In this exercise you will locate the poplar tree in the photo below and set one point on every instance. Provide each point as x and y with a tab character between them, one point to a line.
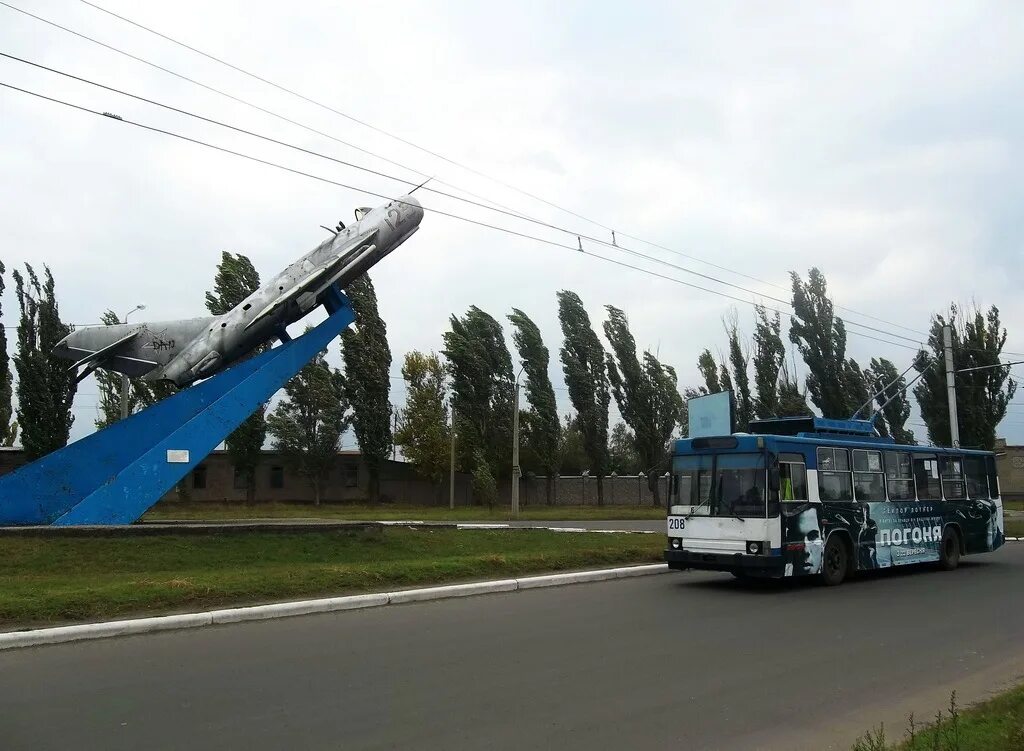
792	397
8	427
982	395
481	394
542	426
587	380
647	395
423	426
769	351
368	384
623	451
45	385
308	422
739	360
709	371
235	281
820	338
891	388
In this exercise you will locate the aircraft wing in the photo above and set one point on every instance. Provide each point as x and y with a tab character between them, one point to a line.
130	348
317	280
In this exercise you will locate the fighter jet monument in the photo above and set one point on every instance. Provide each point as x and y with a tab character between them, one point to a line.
113	475
186	350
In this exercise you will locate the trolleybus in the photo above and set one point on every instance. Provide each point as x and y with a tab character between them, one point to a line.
816	497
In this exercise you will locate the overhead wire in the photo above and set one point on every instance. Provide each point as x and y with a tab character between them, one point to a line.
570	233
429	152
356	189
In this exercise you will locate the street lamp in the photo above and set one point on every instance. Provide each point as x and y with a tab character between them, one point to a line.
124	378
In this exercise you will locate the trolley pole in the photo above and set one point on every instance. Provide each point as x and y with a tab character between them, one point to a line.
947	346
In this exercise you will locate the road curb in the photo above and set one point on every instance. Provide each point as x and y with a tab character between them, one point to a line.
108	629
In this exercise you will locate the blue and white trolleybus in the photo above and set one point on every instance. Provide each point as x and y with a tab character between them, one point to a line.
809	496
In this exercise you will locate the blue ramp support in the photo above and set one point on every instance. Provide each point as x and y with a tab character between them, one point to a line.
115	474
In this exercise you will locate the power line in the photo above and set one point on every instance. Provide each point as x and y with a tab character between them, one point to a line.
422	174
436	155
436	211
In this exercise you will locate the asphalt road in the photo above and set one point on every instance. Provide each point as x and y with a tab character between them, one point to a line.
686	661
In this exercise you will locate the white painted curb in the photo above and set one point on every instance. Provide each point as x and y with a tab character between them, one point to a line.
61	634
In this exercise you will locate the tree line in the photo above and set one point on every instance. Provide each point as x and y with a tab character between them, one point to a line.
470	384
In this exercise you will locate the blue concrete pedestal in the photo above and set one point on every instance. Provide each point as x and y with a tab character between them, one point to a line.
115	474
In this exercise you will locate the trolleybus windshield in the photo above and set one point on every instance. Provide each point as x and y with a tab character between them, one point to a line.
723	485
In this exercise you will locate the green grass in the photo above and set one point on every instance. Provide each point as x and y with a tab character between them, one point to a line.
47	580
996	724
205	511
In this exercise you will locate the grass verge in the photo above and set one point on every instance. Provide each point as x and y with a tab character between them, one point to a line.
996	724
384	512
45	581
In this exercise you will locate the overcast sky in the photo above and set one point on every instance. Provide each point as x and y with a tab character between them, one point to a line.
881	142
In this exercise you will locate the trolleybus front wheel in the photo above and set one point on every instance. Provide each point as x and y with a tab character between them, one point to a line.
949	549
835	561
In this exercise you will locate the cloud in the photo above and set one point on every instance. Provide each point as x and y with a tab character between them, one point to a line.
879	142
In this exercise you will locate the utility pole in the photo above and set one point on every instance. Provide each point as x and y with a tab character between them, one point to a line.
124	378
515	451
452	466
947	346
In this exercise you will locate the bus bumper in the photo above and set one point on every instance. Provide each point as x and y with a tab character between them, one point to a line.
766	566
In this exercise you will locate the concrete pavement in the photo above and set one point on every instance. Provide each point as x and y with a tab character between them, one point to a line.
694	661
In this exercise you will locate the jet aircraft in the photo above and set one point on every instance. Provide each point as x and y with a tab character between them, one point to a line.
186	350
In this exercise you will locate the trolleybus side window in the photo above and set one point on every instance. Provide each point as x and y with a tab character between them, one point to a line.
993	478
834	474
977	482
952	478
926	474
693	482
899	476
868	482
792	477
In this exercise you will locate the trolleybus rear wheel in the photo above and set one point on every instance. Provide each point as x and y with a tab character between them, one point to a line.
--
• [STATED TASK]
Reproduce the listing above exactly, excluding all pictures.

• [EXERCISE RESPONSE]
In this exercise you will locate the poplar tree in the photo below and set one point on every instance. Provide each point as x and y with a tab character between them, one point to a line.
792	397
8	427
982	395
481	394
542	426
587	380
647	395
423	426
769	351
368	384
623	451
45	385
308	422
739	360
709	371
235	281
820	338
891	388
In this exercise you will locate the aircraft wing in the photo above and set one point on every instance. Provide each point as x and y with a tab character between them, one point to a line.
130	348
317	280
In this exercise you will locate the fighter jet monument in the photo above and set one point on every instance. Provide each point as x and y with a tab character between them, one point to a line.
113	475
186	350
In this exercise you will locate the trolleybus in the photo above and set one point on every instance. Provide each point as x and y with a tab character between them, one point to a line.
816	497
In this exercise you will locate the overhead wire in the photo above and set one point on every instance. Provide each point as x and y with a tab character between them, one point to a line.
570	233
429	152
356	189
In this exercise you will locate the street lamp in the photo above and set one point on every instance. Provide each point as x and y with a tab character between them, one point to a line.
124	378
In this exercise you will locate the trolley pole in the photo above and set one point on every instance. Provide each point as x and y with a tab character between them, one point to a line.
947	346
In this exercise you will locate the road curb in the photo above and set one point on every instance. Provide each point as x and y with a tab character between them, one point to a line.
108	629
In this exercise you will locate the blue and white trolleybus in the photo above and set one point on every instance. Provide each point as x and y with a tab character between them, one point to a line.
809	496
In this exercise you will locate the blue ramp support in the photo above and set one point on every instance. Provide each point as x and y with a tab character between them, one point to a line.
115	474
In this exercise you will locate the power line in the photo above and set one point on every instance. Provide each point as x and y with a tab character between them, one point to a line.
422	174
436	155
436	211
In this exercise you will locate the asphalt road in the photo above and set one point on every instance. Provide each point as x and y with a tab character between them, one point to a line.
686	661
In this exercise you will locate the white painted curb in the photo above and set one point on every instance. Provide each point as x and y with a tab character between them, one point to a line.
61	634
In this exercise you will locate the tree line in the photo above and set one point on every instance. Provide each point as x and y with a tab character between them, one point to a line.
470	384
In this exercise you will locate the blue concrete pedestal in the photo above and set one point on every instance. Provide each point as x and y with a tab character between them, one point to a line.
115	474
In this exercise you will locate the trolleybus windshield in the photo above and set one point on every instance. Provide each point as x and y with a tab character between them, one point to a line.
723	485
In this exercise you will locate the green grass in the photo above and set one point on every instance. Provide each point as x and y with a tab character between them, one point to a line.
47	580
996	724
205	511
In this exercise you will locate the grass verge in the photo above and set one point on every instance. Provide each point as x and y with a tab character between them, one point to a line.
996	724
384	512
45	581
In this exercise you will locate the overcast sky in the photo above and set one point on every instance. Provide each point as x and y with a tab character between them, one point to a line.
881	142
In this exercise you will locate the trolleybus front wheel in the photo above and set one point on every instance. Provide each point as x and y with a tab character between them, one point to a line.
949	549
835	561
In this exercise you will locate the cloud in the photo above and set one point on every instance. Provide each point as x and y with a tab character between them, one point to a line.
879	142
In this exercise you will locate the utility pole in the photo above and set one point on every instance. Provide each point as x and y with a tab character between them, one point to a line.
124	378
515	451
452	466
947	346
In this exercise you will locate the bus bumper in the photo above and set one point on every instance. Provide each point as x and y with a tab character between them, one point to a line.
766	566
In this exercise you will locate the concrete pavement in the photo above and set one point on every instance. Provide each point as x and y with a tab character between them, one point to a line.
694	661
In this exercise you will locate the jet aircraft in the photo above and set one point on every instance. Provide each point as x and y with a tab character between them, one point to a line.
186	350
In this exercise you will locate the trolleybus side window in the photo above and set one point on every instance. Provide each point as x and y with a tab character between them, one point to a line.
993	478
834	474
977	482
952	478
926	474
693	482
899	476
868	482
792	477
In this exercise you will locate the trolleybus rear wheel in the photo above and set one point on every instance. Provide each point as x and y with a tab character between them, one point to a line.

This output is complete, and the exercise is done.